-- SET PROBLEM --
Put all of the entries below into a numbered list, one line per number, and leave out any blank lines.

-- MATERIAL FOR THIS EXERCISE --
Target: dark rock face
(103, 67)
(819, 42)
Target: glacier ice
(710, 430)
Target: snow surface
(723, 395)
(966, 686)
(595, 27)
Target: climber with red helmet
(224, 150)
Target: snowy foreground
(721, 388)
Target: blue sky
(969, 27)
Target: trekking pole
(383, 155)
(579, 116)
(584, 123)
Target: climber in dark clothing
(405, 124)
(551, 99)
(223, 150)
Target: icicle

-- RESULT FOR THIS EXERCISE --
1. Target: dark rock face
2. (103, 67)
3. (819, 42)
4. Target: glacier ice
5. (710, 430)
6. Target: snow surface
7. (723, 395)
8. (966, 686)
9. (595, 27)
10. Target: climber with red helmet
11. (224, 150)
12. Target: snowy foreground
13. (721, 388)
14. Target: blue sky
15. (969, 27)
16. Target: trekking pole
17. (383, 155)
18. (579, 116)
19. (584, 123)
20. Target: climber in dark clothing
21. (405, 124)
22. (551, 99)
23. (223, 150)
24. Target: icicle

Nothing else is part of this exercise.